- _WHAT YOU NEED TO DO_
Quote the data below word for word, starting with the line that contains "the metal ladle" and going on through the line that contains "pixel 609 222", with both of those lines included and nothing else.

Excerpts from a point labeling dataset:
|---|
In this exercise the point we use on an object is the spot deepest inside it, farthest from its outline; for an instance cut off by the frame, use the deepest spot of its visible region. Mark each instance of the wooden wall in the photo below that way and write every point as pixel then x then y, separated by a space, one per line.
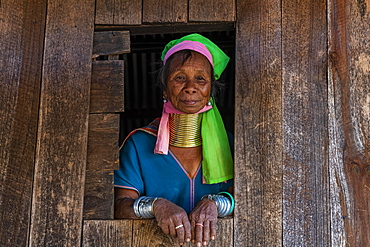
pixel 302 114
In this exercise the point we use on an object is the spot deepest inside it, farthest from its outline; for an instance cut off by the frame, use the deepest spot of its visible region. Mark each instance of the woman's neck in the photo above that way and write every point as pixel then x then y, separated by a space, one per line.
pixel 185 130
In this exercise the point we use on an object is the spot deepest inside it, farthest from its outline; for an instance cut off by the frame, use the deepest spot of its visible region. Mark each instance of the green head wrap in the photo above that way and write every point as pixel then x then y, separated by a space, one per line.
pixel 201 44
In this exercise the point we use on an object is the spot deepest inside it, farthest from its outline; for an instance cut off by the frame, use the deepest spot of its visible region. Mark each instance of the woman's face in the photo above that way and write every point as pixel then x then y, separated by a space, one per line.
pixel 189 85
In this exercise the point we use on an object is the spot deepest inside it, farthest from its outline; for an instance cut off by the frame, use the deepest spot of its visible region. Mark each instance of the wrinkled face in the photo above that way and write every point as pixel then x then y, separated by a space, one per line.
pixel 189 84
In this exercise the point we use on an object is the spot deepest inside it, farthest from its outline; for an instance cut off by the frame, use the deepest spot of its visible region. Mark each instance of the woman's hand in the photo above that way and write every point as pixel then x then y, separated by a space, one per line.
pixel 203 220
pixel 172 219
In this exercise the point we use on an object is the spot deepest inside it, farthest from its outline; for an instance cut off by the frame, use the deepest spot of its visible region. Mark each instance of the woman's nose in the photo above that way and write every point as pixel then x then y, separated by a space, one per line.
pixel 190 87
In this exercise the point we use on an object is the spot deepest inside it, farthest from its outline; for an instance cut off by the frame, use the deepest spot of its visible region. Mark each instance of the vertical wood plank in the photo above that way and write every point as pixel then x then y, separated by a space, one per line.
pixel 107 86
pixel 118 12
pixel 258 120
pixel 99 195
pixel 102 147
pixel 305 171
pixel 349 107
pixel 62 134
pixel 22 32
pixel 107 233
pixel 165 11
pixel 211 10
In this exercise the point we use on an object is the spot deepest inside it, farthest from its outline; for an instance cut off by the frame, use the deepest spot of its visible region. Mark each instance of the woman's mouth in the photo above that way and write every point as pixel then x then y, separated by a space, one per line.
pixel 189 102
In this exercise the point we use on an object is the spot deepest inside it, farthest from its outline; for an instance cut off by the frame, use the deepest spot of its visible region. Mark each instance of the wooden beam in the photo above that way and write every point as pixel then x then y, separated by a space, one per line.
pixel 171 28
pixel 258 124
pixel 305 169
pixel 107 86
pixel 111 43
pixel 349 118
pixel 22 39
pixel 211 10
pixel 62 133
pixel 107 233
pixel 123 12
pixel 102 147
pixel 165 11
pixel 99 195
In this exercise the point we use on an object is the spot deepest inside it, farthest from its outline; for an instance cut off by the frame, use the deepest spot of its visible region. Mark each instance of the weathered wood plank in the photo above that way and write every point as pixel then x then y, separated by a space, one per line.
pixel 119 12
pixel 107 86
pixel 305 171
pixel 22 30
pixel 211 10
pixel 107 233
pixel 258 125
pixel 169 28
pixel 111 43
pixel 57 202
pixel 349 90
pixel 164 11
pixel 147 233
pixel 102 146
pixel 99 195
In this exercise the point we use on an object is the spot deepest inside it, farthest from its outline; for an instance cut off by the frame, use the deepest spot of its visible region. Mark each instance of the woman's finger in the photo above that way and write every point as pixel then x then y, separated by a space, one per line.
pixel 206 232
pixel 213 229
pixel 187 229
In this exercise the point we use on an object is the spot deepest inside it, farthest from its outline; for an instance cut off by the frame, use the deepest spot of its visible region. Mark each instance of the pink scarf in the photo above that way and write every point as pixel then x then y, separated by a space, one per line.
pixel 163 136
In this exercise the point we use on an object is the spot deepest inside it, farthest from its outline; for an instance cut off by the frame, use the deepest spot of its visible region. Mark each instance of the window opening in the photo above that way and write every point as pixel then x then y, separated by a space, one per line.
pixel 143 99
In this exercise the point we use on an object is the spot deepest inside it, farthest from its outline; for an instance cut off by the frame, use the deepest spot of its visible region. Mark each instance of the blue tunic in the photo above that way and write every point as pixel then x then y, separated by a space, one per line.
pixel 158 175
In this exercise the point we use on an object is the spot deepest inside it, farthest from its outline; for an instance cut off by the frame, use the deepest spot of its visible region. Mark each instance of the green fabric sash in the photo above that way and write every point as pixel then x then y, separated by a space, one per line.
pixel 217 165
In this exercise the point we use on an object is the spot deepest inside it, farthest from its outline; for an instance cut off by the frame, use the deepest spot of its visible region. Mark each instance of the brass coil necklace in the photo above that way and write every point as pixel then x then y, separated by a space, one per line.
pixel 185 130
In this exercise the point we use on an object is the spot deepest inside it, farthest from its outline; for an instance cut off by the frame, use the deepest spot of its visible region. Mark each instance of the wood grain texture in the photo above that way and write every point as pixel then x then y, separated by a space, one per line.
pixel 107 233
pixel 99 195
pixel 211 10
pixel 258 125
pixel 305 170
pixel 111 43
pixel 147 233
pixel 107 86
pixel 102 147
pixel 22 35
pixel 165 11
pixel 118 12
pixel 57 202
pixel 349 129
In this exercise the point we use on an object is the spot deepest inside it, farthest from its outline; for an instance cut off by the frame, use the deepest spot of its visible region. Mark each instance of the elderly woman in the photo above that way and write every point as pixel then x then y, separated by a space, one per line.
pixel 179 169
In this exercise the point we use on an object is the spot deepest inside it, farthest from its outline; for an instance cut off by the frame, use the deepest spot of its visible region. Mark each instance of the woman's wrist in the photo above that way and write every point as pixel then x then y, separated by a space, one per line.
pixel 144 207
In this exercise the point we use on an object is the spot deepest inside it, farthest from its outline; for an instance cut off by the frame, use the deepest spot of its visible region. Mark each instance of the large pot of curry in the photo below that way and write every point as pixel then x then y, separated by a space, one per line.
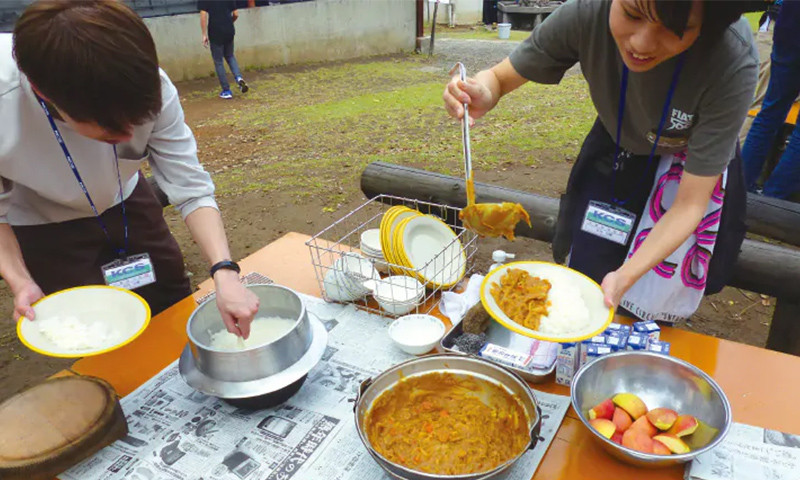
pixel 447 416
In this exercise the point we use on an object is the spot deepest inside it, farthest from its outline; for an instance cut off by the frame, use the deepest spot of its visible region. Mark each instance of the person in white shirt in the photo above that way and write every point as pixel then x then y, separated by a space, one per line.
pixel 84 105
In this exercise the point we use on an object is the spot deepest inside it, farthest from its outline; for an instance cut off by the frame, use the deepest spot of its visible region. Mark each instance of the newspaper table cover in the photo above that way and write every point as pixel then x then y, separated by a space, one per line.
pixel 178 433
pixel 749 453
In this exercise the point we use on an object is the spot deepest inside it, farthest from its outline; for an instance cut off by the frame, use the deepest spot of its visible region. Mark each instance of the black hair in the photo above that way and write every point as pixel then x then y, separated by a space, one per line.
pixel 718 15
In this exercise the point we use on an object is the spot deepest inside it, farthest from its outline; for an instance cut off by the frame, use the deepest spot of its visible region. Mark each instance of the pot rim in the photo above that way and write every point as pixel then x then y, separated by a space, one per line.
pixel 213 298
pixel 533 424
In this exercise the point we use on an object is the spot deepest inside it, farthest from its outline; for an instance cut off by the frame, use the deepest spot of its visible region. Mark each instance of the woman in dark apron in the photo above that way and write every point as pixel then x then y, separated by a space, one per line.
pixel 655 202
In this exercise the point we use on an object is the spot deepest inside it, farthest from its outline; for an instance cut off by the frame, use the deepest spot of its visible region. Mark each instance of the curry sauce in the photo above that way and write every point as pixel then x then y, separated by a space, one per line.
pixel 522 297
pixel 446 424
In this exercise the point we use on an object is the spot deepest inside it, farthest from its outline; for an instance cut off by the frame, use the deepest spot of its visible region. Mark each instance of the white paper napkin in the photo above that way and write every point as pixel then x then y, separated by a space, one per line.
pixel 455 305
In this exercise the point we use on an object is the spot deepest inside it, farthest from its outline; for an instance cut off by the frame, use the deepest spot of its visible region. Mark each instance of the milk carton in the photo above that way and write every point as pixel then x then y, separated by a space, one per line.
pixel 584 347
pixel 649 328
pixel 595 351
pixel 566 363
pixel 618 328
pixel 617 341
pixel 637 341
pixel 659 347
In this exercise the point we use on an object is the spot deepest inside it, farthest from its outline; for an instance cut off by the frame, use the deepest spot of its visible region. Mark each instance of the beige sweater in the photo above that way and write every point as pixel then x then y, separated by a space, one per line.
pixel 38 186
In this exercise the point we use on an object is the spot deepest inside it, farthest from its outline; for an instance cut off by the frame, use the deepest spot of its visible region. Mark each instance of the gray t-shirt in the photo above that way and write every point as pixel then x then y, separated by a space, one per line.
pixel 714 90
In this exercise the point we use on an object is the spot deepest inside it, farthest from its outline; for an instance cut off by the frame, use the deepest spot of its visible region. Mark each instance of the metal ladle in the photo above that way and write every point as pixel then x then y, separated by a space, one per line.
pixel 486 219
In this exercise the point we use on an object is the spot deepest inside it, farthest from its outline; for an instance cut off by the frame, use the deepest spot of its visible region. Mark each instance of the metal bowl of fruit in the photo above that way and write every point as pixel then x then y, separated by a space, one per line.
pixel 649 409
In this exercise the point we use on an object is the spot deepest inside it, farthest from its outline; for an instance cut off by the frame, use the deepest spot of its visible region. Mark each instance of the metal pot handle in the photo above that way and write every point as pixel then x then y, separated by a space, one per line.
pixel 361 389
pixel 537 428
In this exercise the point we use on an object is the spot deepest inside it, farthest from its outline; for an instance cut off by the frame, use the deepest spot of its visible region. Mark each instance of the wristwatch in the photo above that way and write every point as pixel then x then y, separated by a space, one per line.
pixel 225 265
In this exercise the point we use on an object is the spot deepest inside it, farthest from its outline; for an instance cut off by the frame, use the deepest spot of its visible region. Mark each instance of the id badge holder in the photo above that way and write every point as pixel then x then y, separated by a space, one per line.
pixel 129 272
pixel 609 222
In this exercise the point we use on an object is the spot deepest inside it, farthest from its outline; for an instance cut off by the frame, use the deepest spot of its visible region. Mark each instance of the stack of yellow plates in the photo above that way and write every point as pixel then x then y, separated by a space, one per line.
pixel 428 249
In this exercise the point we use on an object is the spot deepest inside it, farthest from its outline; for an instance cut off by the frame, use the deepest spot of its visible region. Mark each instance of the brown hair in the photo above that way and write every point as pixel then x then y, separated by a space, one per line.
pixel 94 59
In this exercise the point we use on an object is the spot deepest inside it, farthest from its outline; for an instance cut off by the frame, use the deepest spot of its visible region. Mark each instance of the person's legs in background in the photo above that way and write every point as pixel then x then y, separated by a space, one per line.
pixel 784 86
pixel 785 179
pixel 237 74
pixel 218 54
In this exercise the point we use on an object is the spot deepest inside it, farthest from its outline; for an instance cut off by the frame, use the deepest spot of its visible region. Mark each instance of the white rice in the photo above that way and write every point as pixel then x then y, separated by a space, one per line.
pixel 262 330
pixel 70 333
pixel 567 312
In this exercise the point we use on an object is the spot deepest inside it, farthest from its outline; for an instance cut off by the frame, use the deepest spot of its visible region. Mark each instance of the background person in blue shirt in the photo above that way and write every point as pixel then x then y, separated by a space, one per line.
pixel 216 23
pixel 784 87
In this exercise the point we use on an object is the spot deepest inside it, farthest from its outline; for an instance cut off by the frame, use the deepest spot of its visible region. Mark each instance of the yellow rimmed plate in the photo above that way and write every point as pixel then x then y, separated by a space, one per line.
pixel 125 313
pixel 399 251
pixel 432 249
pixel 600 316
pixel 393 232
pixel 385 230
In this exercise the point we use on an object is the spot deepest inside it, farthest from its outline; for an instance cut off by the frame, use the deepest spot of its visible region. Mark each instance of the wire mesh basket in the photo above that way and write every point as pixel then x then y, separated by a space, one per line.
pixel 348 271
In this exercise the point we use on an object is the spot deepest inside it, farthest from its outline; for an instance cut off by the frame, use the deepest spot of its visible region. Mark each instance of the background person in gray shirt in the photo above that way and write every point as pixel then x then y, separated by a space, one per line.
pixel 705 48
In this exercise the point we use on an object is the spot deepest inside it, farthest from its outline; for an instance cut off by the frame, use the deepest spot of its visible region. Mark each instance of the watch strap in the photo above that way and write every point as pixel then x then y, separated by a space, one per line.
pixel 225 265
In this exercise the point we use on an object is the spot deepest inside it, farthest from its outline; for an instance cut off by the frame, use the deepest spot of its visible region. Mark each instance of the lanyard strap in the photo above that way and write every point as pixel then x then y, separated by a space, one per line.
pixel 122 252
pixel 665 111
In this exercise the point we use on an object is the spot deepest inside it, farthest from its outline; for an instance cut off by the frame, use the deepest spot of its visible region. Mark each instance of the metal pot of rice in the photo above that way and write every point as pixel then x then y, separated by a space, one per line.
pixel 429 418
pixel 267 368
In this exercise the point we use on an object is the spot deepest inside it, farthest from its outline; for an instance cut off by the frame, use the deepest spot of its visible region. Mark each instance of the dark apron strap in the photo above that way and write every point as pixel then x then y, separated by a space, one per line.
pixel 597 144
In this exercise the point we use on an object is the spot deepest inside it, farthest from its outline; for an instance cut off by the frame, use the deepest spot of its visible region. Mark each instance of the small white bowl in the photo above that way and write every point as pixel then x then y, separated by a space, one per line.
pixel 416 334
pixel 334 289
pixel 398 294
pixel 353 269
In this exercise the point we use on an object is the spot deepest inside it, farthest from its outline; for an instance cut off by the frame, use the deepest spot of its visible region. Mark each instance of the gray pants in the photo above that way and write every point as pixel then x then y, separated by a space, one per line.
pixel 222 52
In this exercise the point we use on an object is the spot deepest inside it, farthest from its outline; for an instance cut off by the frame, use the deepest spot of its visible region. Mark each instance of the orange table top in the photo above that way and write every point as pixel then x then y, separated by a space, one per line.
pixel 791 118
pixel 758 382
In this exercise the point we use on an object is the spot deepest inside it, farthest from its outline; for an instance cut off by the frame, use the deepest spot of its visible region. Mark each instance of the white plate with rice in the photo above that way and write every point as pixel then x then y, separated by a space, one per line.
pixel 84 321
pixel 576 309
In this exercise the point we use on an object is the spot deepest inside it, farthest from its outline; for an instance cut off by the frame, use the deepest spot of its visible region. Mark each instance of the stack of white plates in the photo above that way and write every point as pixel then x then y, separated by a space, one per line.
pixel 371 248
pixel 345 279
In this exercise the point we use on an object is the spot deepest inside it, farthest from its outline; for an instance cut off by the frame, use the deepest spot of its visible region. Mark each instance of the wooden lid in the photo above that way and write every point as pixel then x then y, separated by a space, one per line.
pixel 54 425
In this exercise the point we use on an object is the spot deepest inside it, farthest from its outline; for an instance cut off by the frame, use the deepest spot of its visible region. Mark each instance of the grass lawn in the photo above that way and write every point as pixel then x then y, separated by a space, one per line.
pixel 314 131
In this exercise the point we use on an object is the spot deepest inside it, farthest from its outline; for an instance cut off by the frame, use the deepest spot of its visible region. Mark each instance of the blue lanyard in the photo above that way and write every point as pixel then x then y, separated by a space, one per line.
pixel 122 252
pixel 622 95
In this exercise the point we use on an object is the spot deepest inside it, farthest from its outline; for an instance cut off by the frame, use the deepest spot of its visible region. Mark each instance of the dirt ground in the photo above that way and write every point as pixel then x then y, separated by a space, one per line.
pixel 255 215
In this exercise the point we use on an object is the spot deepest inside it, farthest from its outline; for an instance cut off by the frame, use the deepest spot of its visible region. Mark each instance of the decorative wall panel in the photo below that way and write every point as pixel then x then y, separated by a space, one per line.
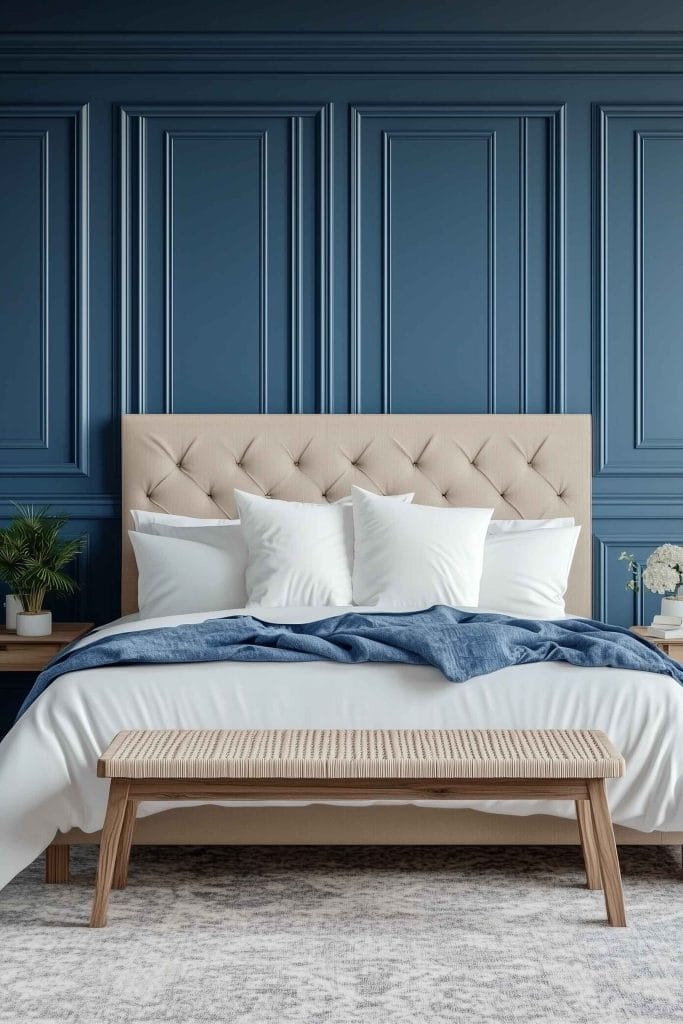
pixel 44 290
pixel 639 299
pixel 457 252
pixel 225 258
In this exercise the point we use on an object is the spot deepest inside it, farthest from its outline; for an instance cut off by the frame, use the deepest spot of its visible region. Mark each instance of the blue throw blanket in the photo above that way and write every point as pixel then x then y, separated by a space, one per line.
pixel 461 644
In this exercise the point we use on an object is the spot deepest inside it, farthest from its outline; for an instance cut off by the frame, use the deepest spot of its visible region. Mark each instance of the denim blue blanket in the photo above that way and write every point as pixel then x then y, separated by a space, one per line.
pixel 461 644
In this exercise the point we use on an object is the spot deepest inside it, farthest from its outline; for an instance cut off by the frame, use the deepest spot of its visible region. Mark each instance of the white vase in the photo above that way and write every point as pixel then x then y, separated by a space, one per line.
pixel 12 605
pixel 673 605
pixel 34 624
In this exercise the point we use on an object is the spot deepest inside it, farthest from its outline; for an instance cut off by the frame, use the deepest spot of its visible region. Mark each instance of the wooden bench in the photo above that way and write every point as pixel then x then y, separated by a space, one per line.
pixel 361 764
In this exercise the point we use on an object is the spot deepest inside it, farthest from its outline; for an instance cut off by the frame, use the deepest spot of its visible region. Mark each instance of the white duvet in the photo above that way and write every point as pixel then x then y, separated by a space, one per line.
pixel 47 761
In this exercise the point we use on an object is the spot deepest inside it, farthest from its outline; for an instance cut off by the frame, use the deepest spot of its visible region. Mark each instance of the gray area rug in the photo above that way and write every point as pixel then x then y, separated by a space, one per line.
pixel 344 936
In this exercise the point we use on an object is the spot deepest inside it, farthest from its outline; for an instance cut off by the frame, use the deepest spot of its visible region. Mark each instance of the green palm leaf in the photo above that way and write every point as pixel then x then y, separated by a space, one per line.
pixel 33 555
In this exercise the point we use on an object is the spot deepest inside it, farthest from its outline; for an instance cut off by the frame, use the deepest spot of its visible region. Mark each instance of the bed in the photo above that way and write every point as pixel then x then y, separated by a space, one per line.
pixel 526 467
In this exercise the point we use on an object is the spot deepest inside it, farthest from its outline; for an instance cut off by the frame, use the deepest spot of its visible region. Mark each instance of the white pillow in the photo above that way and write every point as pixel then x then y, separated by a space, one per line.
pixel 300 554
pixel 142 518
pixel 526 573
pixel 416 555
pixel 177 577
pixel 520 525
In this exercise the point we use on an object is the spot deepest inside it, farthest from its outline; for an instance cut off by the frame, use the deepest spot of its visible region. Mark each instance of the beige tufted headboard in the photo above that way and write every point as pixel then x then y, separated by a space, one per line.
pixel 528 467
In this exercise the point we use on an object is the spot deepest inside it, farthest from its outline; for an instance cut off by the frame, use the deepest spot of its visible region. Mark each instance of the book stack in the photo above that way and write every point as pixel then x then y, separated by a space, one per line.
pixel 667 628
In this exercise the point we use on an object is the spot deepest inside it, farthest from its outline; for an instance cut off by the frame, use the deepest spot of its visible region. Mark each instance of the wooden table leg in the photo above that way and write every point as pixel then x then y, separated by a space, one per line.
pixel 604 835
pixel 123 854
pixel 588 845
pixel 109 845
pixel 56 863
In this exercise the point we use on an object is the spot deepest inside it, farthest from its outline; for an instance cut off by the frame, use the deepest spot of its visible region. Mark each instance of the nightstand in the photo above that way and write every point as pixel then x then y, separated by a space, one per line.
pixel 672 647
pixel 33 653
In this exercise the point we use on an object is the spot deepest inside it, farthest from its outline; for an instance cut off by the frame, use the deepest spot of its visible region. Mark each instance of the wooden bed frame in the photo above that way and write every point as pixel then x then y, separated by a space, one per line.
pixel 524 466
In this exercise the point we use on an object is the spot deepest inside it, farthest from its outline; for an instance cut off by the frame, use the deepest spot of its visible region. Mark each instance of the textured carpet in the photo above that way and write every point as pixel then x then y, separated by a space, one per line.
pixel 344 936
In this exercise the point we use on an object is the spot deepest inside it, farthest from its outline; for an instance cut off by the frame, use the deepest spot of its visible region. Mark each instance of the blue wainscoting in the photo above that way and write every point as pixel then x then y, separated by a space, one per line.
pixel 360 223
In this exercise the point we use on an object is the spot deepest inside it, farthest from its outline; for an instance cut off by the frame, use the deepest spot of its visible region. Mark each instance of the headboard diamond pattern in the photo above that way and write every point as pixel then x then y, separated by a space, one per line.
|---|
- _EXERCISE RESULT_
In this exercise the point we use on an object is the spot deepest inside it, farthest from its outline; for an instance cut off by the frame, use the deepest spot of its visible region. Mark each instance of the metal ladle in the photo above that way and write every point as pixel then x then y, separated by a space, one per line.
pixel 486 219
In this exercise the point we use on an object is the spot deepest inside it, farthest from its outline; for an instance cut off by the frame, use the deepest spot of its visible region. Mark each instance of the metal bowl of fruit in the photo above that way and write every point as pixel then x then y, separated by a space, one per line.
pixel 649 409
In this exercise the point we use on an object is the spot deepest inside it, farthest from its outline; for an instance cut off by the frame, use the deepest spot of its visible region. Mark each instance of the metal pot handle in the photo above that way and write every point as pixel then x then y, separated by a space, one per line.
pixel 361 389
pixel 537 428
In this exercise the point we use on an object is the spot deepest inside it, farthest from its outline; for an instance cut off by the frame, use the deepest spot of its visible region. Mark each instance of the wristwatch in the photo above that way and write every point as pixel then x then y, separated by a space, one per line.
pixel 225 265
In this exercise the point we use on an object is the spot deepest inside it, farthest from its outline; for an instance cut off by the frame, use the deepest spot of its visible region. Mark each instance of the id badge holder in the photo above that way and write every point as pixel then x then y, separated by a space, one per line.
pixel 129 272
pixel 609 222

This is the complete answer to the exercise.